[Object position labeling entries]
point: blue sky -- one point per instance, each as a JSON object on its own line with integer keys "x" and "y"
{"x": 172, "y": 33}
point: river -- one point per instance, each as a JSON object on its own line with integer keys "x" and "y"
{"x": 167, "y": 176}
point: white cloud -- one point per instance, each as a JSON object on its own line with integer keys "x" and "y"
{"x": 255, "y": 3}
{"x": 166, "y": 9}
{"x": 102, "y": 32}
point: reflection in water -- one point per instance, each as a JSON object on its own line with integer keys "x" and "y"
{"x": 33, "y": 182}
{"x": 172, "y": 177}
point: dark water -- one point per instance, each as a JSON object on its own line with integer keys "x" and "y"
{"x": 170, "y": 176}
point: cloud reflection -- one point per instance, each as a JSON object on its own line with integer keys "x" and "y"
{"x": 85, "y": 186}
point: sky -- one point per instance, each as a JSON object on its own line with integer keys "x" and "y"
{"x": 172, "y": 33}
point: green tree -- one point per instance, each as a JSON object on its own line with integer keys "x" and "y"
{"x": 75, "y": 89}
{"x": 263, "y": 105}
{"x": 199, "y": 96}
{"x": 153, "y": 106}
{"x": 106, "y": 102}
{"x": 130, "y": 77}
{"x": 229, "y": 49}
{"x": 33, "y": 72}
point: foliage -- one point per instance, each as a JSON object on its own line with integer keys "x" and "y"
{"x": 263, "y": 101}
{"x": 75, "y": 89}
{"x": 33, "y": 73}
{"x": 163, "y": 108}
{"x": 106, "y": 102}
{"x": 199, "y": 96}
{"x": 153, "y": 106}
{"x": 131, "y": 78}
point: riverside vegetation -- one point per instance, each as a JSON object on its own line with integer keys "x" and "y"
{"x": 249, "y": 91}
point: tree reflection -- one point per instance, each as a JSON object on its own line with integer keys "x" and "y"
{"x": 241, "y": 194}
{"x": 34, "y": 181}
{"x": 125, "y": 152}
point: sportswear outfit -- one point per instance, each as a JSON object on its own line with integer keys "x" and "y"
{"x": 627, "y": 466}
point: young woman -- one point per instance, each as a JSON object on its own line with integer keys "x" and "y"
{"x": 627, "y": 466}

--

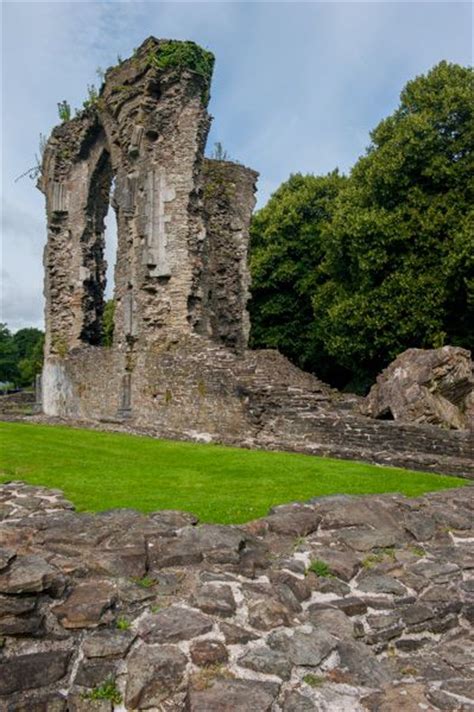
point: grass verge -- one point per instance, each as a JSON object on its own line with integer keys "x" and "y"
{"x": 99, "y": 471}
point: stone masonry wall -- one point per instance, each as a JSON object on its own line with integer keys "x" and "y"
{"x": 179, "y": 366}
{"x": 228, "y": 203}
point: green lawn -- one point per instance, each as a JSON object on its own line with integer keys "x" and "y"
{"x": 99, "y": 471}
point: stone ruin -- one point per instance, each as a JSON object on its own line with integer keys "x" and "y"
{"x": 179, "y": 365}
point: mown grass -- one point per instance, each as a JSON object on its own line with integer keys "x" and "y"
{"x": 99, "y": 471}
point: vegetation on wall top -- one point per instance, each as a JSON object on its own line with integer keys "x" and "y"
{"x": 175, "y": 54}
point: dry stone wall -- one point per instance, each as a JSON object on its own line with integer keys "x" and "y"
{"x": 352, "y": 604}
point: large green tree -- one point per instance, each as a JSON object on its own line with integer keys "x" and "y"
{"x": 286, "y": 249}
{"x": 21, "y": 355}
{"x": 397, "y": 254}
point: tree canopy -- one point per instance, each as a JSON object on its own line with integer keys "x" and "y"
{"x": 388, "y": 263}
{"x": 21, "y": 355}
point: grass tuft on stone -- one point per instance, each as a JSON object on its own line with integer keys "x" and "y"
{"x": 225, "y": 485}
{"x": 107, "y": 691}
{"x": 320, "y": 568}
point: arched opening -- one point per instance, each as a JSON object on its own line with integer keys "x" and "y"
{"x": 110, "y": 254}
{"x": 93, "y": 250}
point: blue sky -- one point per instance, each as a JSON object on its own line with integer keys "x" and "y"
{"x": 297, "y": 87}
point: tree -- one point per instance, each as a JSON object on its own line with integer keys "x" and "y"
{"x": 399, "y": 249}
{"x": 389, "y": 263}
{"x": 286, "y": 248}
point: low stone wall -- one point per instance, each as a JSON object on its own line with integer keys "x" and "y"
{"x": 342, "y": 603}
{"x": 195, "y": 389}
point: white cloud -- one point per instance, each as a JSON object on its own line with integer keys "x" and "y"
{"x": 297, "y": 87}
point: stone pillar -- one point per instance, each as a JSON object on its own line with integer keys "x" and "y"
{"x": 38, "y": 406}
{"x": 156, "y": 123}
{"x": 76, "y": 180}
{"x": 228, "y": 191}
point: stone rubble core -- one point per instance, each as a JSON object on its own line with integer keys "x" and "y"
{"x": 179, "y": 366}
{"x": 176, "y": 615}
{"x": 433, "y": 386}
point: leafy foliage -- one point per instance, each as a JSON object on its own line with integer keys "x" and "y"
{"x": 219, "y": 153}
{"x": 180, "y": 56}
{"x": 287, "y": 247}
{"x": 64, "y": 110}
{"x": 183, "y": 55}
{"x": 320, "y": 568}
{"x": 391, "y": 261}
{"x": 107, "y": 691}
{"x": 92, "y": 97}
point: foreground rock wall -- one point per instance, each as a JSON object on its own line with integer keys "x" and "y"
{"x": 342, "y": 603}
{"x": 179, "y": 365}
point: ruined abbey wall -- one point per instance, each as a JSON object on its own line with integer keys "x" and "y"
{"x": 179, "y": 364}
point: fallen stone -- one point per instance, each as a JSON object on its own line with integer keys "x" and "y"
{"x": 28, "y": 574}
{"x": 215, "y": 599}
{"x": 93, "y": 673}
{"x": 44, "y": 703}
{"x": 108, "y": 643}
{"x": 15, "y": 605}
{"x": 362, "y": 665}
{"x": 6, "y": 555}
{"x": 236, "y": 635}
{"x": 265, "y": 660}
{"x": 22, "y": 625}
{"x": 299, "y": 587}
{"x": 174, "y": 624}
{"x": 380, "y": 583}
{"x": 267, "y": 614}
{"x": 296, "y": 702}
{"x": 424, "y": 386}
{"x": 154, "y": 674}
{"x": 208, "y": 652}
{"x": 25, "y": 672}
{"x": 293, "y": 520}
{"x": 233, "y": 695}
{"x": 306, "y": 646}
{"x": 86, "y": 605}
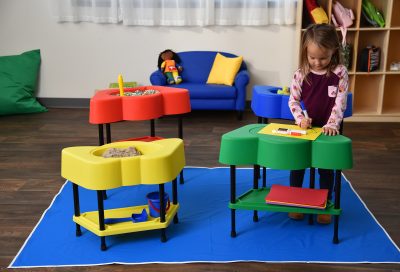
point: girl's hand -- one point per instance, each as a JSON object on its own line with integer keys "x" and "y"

* * *

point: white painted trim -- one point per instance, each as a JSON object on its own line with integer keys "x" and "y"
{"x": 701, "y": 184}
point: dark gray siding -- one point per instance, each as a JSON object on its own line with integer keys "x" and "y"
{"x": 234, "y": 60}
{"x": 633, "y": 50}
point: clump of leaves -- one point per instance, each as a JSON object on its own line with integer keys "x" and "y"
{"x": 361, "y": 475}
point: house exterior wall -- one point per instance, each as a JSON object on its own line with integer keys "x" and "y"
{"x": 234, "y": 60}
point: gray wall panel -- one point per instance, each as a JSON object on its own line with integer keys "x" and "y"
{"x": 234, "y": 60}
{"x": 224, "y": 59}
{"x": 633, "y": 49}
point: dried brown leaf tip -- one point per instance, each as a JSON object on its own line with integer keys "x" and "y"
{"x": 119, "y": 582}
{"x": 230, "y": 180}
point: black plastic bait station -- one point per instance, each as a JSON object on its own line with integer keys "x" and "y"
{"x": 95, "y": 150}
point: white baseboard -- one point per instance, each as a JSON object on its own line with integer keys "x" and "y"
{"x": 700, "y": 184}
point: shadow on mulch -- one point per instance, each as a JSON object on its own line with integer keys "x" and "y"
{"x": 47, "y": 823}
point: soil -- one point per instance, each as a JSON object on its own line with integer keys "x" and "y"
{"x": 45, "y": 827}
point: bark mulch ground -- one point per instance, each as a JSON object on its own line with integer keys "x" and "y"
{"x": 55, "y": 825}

Work to complete
Show every line of the listing that contains the word "vegetation".

Written solution
point: riverside vegetation -- one point per instance, each as a JSON object on its own line with integer keys "x" and "y"
point: vegetation on wall top -- one point per instance, each as a JSON object on its own line with integer keys "x" and "y"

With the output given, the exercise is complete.